= Extract to read =
Possibly the most fascinating (and watchable) new micro-genre of movies birthed by the pandemic is the one centred around the disillusionment of millennial women. You probably already know some of its best examples — The Worst Person in the World, Zero F**ks Given, Anaïs in Love — and also some of the worst, which invariably includes anything that Sally Rooney decides to hem and haw about.
Think of it as the natural progression of a similar wave of 2000s cinema in which (mostly white) man-children would wait around for bright young women to wander into their lives and give them the push that they so desperately need. But without any of the ingrained condescension of Imtiaz Ali and Ayan Mukerji’s films. One of the more memorable titles to have surfaced from that wave was Garden State, which is worth remembering not because it did anything radical with the format (like tell a woman’s story from the woman’s perspective), but because it featured a proto-Manic Pixie Dream Girl, before the term had even been coined.

= Data provided =
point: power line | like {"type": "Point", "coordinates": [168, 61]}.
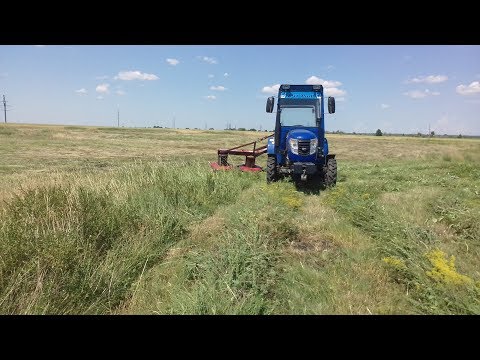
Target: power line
{"type": "Point", "coordinates": [5, 108]}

= What you will do =
**1.** Repeat part of the passage on pandemic-era films word for word, beginning at the words "Think of it" and stopping after "even been coined.".
**2.** In the passage on pandemic-era films, which 2000s title is said to have featured a proto-Manic Pixie Dream Girl?

= Solutions per task =
**1.**
Think of it as the natural progression of a similar wave of 2000s cinema in which (mostly white) man-children would wait around for bright young women to wander into their lives and give them the push that they so desperately need. But without any of the ingrained condescension of Imtiaz Ali and Ayan Mukerji’s films. One of the more memorable titles to have surfaced from that wave was Garden State, which is worth remembering not because it did anything radical with the format (like tell a woman’s story from the woman’s perspective), but because it featured a proto-Manic Pixie Dream Girl, before the term had even been coined.

**2.** Garden State